**Input material:**
▼
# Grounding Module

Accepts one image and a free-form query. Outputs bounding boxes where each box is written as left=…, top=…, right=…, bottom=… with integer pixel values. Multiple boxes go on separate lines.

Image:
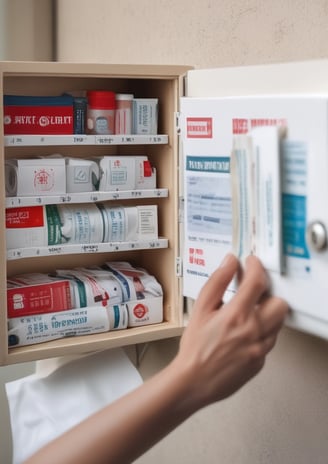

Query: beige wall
left=0, top=0, right=53, bottom=61
left=55, top=1, right=328, bottom=464
left=56, top=0, right=328, bottom=68
left=0, top=2, right=53, bottom=463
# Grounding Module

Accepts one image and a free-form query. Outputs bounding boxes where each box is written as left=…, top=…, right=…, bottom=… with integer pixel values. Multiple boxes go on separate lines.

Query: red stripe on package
left=7, top=279, right=73, bottom=318
left=6, top=206, right=44, bottom=228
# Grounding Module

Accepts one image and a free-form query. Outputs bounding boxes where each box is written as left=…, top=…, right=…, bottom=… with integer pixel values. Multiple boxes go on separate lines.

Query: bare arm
left=25, top=254, right=288, bottom=464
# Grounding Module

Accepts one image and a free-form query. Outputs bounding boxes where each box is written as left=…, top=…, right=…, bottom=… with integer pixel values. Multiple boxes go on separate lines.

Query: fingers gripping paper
left=5, top=348, right=143, bottom=464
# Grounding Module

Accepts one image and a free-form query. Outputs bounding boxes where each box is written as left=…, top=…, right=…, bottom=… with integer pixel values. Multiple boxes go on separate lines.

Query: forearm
left=25, top=357, right=196, bottom=464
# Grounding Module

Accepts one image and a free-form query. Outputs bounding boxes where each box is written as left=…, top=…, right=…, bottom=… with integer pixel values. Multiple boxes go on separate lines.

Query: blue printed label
left=282, top=194, right=310, bottom=259
left=281, top=140, right=310, bottom=266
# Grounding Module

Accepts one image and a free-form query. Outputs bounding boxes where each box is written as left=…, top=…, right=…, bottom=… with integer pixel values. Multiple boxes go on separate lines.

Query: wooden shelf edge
left=1, top=322, right=184, bottom=366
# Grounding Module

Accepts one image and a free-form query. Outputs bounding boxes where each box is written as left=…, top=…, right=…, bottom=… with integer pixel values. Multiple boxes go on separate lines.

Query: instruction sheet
left=180, top=101, right=233, bottom=299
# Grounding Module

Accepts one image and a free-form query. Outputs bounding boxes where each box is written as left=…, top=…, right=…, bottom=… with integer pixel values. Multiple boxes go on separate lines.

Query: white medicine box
left=2, top=60, right=328, bottom=366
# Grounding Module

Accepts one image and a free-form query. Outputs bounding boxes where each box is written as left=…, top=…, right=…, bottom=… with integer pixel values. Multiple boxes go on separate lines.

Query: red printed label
left=133, top=303, right=148, bottom=319
left=188, top=247, right=205, bottom=266
left=232, top=117, right=287, bottom=134
left=232, top=118, right=249, bottom=134
left=6, top=206, right=44, bottom=229
left=186, top=117, right=212, bottom=138
left=4, top=105, right=73, bottom=135
left=7, top=280, right=73, bottom=318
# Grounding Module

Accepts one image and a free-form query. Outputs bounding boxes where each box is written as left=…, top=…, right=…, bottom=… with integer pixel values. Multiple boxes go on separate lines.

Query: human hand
left=174, top=253, right=288, bottom=410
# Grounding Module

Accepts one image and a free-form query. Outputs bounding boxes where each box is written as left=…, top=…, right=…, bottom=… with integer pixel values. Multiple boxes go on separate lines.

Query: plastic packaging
left=58, top=204, right=104, bottom=244
left=100, top=206, right=138, bottom=242
left=104, top=262, right=163, bottom=301
left=7, top=274, right=74, bottom=318
left=8, top=306, right=112, bottom=347
left=56, top=268, right=123, bottom=308
left=104, top=262, right=163, bottom=326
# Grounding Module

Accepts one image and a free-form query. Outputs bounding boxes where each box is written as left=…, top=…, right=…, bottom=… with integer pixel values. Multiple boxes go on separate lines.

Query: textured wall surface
left=56, top=0, right=328, bottom=68
left=0, top=2, right=53, bottom=463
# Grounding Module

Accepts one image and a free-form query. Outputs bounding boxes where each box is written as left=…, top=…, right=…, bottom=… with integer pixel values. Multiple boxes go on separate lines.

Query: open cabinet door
left=180, top=59, right=328, bottom=339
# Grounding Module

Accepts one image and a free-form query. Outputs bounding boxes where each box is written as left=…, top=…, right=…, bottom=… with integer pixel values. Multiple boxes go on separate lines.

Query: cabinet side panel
left=0, top=68, right=8, bottom=364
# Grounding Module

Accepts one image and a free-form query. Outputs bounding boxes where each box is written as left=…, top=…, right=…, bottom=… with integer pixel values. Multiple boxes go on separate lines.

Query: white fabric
left=5, top=348, right=143, bottom=464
▲
**Problem requirements:** When copying the material, leave every image behind and keep each line verbatim.

**Task output:**
# Grounding Module

Accepts one image and a free-form query. Outputs bounding boxes where each box is written as left=…, top=…, right=…, bottom=… with integer pixel values. Multiple boxes go on separate lines.

Image:

Query: beige wall
left=0, top=0, right=53, bottom=61
left=55, top=1, right=328, bottom=464
left=56, top=0, right=328, bottom=68
left=0, top=2, right=53, bottom=463
# Grounding Module

Accepts one image and a free-form query. Outputs bounding boxes where each box is written as left=…, top=…, right=…, bottom=… with integer pixel values. Multiple boxes go on separate lines.

Query: red stripe on package
left=7, top=279, right=73, bottom=318
left=6, top=206, right=44, bottom=228
# Grounding Module

Accepts one image and a free-form query. Outputs bounding boxes where each box is written as left=…, top=…, right=…, bottom=… with integer pixel values. Multiple boxes go on separate lines.

Query: bare arm
left=25, top=254, right=288, bottom=464
# Grounding Module

Accepts one image and a free-form query. Outputs bounding boxes where each box is written as left=…, top=…, right=…, bottom=… with integer pixel values. Multiple boxes go on separate lines.

Query: fingers gripping paper
left=5, top=348, right=143, bottom=464
# Grounding Module

Accepts one image and a free-form query. Outputs bounding boxes where each box is written as left=…, top=…, right=…, bottom=… with integer pixel values. Multiple boxes go on separate lines.

Query: forearm
left=25, top=357, right=196, bottom=464
# Grounding Module

Accepts one image and a free-form query. Outputs bounding boxes where each box is written as left=…, top=…, right=…, bottom=… with integer pixel values. Multiple boxes go on separate lines.

Query: blue printed label
left=282, top=194, right=310, bottom=259
left=281, top=140, right=310, bottom=266
# Grounding Module

Accepts one image and a free-form query. Outputs bounding boxes where each box is written as left=…, top=…, right=…, bottom=… with integer pixel values. Multiple boxes go on separate lines.

Query: wooden shelf edge
left=1, top=322, right=184, bottom=366
# Grounding Module

Accepts one image and a free-form query. Outputs bounding boxes where each box is written as left=…, top=…, right=…, bottom=… with integer pixel values. Multiple boxes go on separate lines.

Query: instruction sheet
left=180, top=101, right=233, bottom=299
# Grounding Module

Accepts one image and a free-form query. Outputs bounding boxes where each box is written as left=…, top=…, right=…, bottom=… with integer pixel values. Multiple boxes go on separate lines.

Query: white medicine box
left=2, top=60, right=328, bottom=366
# Grounding Module

Accepts one image and a free-form query. Outputs bounding boxes where each box is written as left=…, top=…, right=…, bottom=… with integer pixel values. Multiple boxes go on separate lines.

Query: red printed label
left=133, top=303, right=148, bottom=319
left=188, top=247, right=205, bottom=266
left=232, top=117, right=287, bottom=134
left=232, top=118, right=249, bottom=134
left=6, top=206, right=44, bottom=229
left=186, top=117, right=212, bottom=138
left=4, top=105, right=73, bottom=135
left=7, top=280, right=73, bottom=318
# Grounding Module

Accepts one image and a free-form query. Outputs bounding boxes where each box is written as left=…, top=…, right=…, bottom=… with integer pixel values. Multiple boxes go on separate lines.

Query: human hand
left=174, top=253, right=288, bottom=410
# Grounding Module

Accepts one image and a free-form query. Outputs bounding boxes where each box is written as left=…, top=…, right=…, bottom=… with integer pixel values. Multiple boxes go on separate lines.

Query: plastic packaging
left=58, top=204, right=104, bottom=244
left=100, top=206, right=138, bottom=242
left=104, top=262, right=163, bottom=301
left=7, top=274, right=74, bottom=318
left=8, top=306, right=112, bottom=347
left=56, top=268, right=123, bottom=308
left=104, top=262, right=163, bottom=326
# Grounding Module

Accepts one image and a free-form query. Outputs bounding boxes where each box is written as left=…, top=…, right=…, bottom=… with integer pixel values. Multiple boxes go on separate lines.

Query: textured wall surface
left=56, top=0, right=328, bottom=68
left=0, top=2, right=53, bottom=463
# Grounding Module

Accepts one image and a free-form query. Outputs bounding boxes where each box is written as left=…, top=…, right=…, bottom=… with integer pixel values. Multiple boxes go on separate lines.

Query: open cabinet door
left=180, top=59, right=328, bottom=339
# Grounding Module

Accepts one image and a free-form query. Outputs bounding boxes where each box is written as left=…, top=…, right=…, bottom=… with integer pixel values. Multiple boxes go on separate lines.

Query: cabinet side panel
left=0, top=68, right=8, bottom=364
# Grounding Module

Accepts one image and a free-form query. Outputs bounding boxes where each box is written as left=…, top=…, right=…, bottom=… with integer pixel values. Multiple boxes go on separate lines.

Query: white fabric
left=5, top=348, right=143, bottom=464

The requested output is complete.